** begin **

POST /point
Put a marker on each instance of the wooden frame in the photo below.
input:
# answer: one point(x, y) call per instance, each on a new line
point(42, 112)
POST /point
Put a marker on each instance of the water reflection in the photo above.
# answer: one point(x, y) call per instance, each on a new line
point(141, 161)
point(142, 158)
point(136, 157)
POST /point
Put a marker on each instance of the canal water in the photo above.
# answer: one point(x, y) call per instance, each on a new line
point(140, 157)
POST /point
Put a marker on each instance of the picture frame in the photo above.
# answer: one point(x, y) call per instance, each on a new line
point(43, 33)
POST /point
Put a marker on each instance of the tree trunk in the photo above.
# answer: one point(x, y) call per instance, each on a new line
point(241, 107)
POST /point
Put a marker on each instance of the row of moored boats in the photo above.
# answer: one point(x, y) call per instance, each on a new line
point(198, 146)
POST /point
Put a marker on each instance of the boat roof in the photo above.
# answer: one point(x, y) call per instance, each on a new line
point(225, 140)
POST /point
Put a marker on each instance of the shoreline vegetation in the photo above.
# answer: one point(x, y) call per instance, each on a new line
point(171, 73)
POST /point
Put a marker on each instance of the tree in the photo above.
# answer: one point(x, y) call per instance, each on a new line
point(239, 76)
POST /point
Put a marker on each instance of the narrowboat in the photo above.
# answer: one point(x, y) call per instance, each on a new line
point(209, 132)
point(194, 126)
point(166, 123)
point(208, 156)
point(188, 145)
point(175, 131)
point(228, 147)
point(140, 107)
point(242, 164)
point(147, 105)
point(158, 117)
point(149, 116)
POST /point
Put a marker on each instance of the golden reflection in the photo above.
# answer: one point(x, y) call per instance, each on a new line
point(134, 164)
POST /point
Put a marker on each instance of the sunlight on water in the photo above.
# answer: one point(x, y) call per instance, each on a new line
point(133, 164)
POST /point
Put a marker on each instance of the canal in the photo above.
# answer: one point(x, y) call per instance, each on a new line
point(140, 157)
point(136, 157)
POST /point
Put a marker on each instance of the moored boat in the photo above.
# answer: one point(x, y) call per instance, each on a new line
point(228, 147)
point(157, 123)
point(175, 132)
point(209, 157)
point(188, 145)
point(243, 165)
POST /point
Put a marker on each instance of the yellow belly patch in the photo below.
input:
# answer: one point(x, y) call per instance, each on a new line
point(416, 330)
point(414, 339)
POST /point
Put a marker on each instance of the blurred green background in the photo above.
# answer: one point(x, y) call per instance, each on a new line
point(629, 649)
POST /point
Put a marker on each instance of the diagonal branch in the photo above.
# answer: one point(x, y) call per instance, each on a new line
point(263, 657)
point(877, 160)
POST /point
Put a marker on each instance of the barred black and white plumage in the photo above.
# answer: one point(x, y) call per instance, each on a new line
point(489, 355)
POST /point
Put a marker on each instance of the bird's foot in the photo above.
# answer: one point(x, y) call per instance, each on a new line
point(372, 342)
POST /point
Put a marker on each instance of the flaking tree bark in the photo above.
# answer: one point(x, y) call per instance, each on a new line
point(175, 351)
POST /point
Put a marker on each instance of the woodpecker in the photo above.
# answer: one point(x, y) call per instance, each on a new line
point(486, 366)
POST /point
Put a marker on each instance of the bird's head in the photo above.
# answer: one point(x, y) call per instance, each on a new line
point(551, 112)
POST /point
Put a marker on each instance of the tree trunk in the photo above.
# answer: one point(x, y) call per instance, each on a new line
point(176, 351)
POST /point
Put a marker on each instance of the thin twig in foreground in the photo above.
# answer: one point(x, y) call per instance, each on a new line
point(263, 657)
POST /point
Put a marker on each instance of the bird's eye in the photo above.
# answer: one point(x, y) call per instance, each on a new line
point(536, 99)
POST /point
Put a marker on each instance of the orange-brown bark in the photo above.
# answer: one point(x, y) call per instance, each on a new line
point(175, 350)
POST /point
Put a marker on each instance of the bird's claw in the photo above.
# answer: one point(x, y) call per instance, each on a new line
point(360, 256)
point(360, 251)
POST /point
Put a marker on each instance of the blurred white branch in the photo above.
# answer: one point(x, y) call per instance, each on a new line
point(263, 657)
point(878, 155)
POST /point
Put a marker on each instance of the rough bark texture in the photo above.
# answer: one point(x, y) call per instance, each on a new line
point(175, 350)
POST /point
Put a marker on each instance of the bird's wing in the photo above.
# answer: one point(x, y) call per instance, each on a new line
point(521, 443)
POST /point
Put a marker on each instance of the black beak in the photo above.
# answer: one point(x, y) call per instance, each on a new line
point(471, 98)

** end **
** begin **

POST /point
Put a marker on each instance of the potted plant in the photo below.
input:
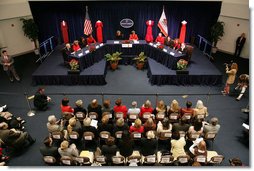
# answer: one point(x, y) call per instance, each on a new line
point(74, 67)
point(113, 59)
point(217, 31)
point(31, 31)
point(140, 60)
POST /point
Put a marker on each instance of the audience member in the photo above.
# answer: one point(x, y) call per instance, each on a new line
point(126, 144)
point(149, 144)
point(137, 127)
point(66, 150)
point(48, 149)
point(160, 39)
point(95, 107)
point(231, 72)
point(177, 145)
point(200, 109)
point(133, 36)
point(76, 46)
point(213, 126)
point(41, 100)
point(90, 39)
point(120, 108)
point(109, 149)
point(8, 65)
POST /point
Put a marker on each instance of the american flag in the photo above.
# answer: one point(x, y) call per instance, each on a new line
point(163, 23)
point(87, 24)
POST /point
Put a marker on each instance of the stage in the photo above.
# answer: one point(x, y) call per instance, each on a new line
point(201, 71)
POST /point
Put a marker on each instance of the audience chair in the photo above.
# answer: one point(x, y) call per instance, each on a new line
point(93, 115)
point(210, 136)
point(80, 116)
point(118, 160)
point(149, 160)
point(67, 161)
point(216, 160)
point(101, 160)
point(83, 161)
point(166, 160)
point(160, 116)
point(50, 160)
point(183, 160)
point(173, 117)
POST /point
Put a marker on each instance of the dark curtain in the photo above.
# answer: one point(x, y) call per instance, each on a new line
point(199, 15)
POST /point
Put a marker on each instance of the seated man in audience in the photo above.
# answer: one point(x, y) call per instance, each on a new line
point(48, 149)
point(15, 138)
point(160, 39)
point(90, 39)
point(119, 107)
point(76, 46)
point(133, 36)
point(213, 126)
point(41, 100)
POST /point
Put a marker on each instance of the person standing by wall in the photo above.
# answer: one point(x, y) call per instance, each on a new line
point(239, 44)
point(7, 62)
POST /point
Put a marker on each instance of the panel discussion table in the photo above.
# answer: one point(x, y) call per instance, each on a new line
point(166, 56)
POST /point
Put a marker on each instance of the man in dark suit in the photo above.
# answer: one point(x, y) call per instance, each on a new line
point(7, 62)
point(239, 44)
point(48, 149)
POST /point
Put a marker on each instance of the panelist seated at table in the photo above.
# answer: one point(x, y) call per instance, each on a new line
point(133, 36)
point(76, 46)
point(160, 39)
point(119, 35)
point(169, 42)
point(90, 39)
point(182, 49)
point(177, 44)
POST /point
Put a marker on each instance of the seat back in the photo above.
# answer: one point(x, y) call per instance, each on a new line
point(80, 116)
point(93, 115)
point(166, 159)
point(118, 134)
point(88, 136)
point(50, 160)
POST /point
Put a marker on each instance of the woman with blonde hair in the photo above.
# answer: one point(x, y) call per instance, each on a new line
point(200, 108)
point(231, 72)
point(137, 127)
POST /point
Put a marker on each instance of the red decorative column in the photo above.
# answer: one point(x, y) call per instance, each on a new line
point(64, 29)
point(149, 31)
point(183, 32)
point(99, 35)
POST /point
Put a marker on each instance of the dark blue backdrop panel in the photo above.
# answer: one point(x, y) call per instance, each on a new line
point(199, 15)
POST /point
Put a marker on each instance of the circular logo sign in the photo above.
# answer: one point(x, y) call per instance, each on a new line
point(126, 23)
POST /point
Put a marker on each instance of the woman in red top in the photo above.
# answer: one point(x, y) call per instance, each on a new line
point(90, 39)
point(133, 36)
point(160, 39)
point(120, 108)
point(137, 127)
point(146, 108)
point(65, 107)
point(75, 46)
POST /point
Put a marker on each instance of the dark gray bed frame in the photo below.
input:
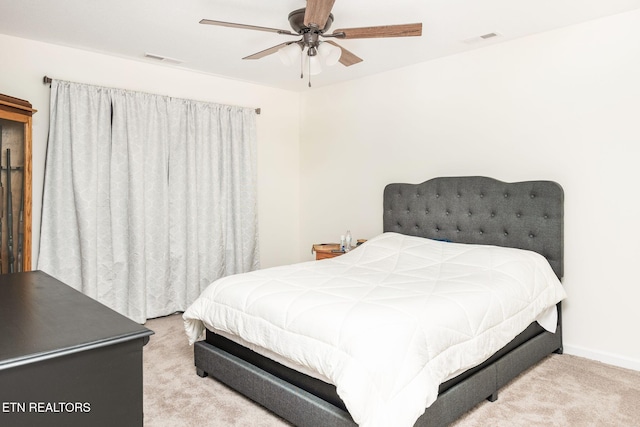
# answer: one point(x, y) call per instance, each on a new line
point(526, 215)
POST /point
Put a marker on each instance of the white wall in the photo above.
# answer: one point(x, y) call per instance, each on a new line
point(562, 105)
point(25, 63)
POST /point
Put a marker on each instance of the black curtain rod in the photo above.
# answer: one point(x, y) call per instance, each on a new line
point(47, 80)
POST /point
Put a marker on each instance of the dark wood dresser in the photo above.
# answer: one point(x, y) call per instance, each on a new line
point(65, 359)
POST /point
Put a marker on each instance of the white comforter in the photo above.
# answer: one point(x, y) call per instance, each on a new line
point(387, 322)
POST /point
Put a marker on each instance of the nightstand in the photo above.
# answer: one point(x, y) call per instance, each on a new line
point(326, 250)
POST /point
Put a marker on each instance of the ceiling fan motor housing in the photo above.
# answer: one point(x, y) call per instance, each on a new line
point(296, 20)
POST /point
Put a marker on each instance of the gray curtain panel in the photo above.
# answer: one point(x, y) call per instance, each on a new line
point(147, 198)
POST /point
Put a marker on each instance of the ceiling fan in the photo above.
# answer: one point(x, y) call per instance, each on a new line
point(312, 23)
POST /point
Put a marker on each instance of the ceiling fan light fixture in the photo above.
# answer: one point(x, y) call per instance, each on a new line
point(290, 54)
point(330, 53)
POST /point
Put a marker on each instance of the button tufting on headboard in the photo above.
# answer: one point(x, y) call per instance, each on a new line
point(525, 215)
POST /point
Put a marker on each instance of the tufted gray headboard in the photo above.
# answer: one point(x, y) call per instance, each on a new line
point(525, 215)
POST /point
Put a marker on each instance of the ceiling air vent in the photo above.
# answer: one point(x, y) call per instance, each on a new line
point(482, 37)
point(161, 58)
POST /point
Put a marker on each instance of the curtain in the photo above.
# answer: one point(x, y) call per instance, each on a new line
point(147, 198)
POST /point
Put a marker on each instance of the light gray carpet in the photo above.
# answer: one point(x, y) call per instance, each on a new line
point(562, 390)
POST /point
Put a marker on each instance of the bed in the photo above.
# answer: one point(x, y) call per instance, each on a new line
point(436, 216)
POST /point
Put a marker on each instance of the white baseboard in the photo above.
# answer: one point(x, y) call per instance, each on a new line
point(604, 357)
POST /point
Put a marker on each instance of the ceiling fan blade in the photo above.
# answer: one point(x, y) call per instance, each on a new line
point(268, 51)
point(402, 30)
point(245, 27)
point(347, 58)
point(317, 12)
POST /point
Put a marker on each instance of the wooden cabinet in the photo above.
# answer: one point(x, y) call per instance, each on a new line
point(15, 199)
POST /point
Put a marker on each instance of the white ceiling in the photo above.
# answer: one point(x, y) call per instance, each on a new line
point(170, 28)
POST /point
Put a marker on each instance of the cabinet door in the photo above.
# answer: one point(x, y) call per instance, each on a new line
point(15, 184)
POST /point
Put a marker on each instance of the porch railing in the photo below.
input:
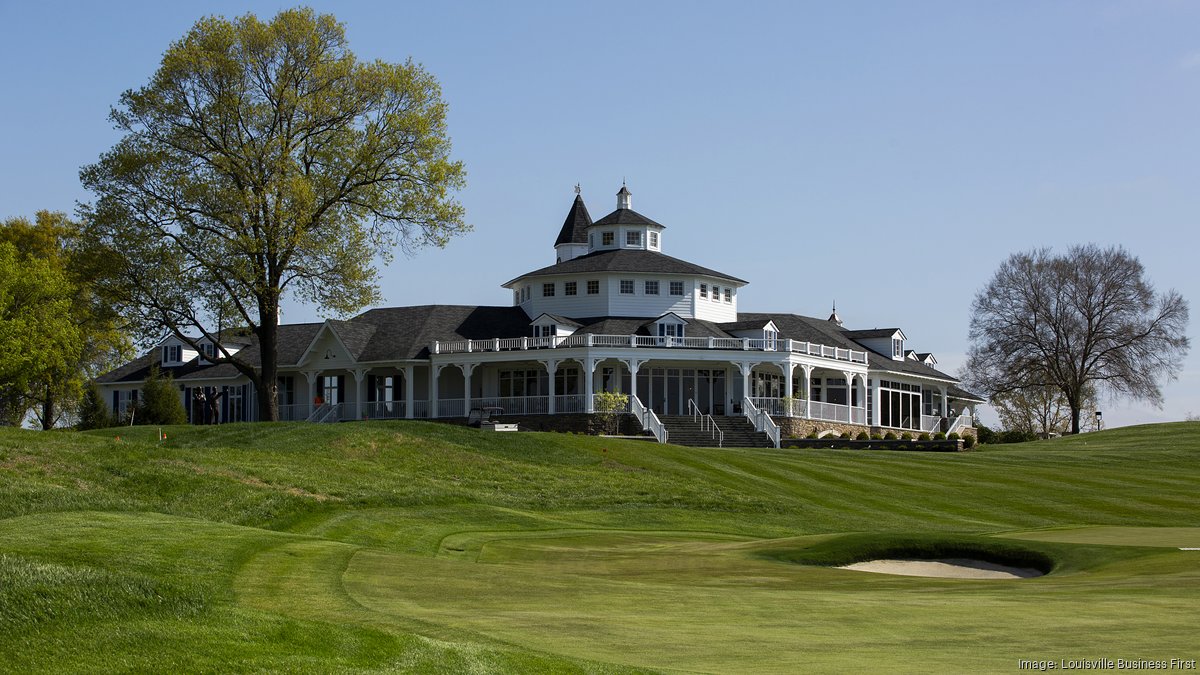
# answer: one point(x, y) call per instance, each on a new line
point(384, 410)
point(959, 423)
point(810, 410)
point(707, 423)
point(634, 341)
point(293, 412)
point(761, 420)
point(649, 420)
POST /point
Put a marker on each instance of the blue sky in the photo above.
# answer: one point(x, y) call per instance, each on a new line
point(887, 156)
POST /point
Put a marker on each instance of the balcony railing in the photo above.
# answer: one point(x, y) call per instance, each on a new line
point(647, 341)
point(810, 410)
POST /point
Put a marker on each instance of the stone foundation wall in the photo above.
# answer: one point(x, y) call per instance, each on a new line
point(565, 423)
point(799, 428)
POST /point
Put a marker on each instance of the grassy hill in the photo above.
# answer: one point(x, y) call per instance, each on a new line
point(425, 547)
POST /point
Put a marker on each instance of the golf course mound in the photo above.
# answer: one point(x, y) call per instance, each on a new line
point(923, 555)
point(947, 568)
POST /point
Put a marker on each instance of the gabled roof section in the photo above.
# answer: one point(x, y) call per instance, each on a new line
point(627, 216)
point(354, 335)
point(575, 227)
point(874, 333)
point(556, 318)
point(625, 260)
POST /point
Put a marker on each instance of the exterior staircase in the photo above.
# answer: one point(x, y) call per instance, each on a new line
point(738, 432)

** end **

**SET EXERCISE**
Return every line of the entries that contains the word "wooden", matching case exactly.

**FINISHED TASK**
Put a marker on each instance of the wooden frame in the photo below.
Put a marker on each instance of the wooden cabinet in the photo above.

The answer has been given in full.